◆ What you should do ◆
Rewrite the items from the first line through the line containing "negative clicks: (354, 505)" as a JSON list of strings, one string per line, omitting any blank lines.

** Opening Material for this task block **

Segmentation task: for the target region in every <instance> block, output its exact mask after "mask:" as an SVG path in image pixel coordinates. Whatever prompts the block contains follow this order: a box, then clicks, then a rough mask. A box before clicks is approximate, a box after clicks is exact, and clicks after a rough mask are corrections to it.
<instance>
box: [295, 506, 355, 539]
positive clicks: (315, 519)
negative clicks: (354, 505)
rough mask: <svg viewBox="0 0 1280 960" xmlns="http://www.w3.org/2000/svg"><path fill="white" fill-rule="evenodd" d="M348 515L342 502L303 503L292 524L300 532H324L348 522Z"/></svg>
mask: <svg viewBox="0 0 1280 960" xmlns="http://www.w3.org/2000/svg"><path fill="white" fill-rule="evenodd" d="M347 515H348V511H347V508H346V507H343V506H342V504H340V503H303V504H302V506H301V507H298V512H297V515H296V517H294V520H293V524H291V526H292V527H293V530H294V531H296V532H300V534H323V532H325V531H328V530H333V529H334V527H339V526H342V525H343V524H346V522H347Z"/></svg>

** Closing Material for this task block **

◆ Finished exercise ◆
[
  "Segmentation task: for the target region in every <instance> block, output its exact mask after \"mask:\" as an SVG path in image pixel coordinates. Whatever prompts the block contains follow this order: a box, then clicks, then a rough mask. A box before clicks is approximate, a box after clicks is exact, and clicks after a rough mask are corrections to it.",
  "<instance>",
  "box: [295, 506, 355, 539]",
  "positive clicks: (315, 519)",
  "negative clicks: (354, 505)"
]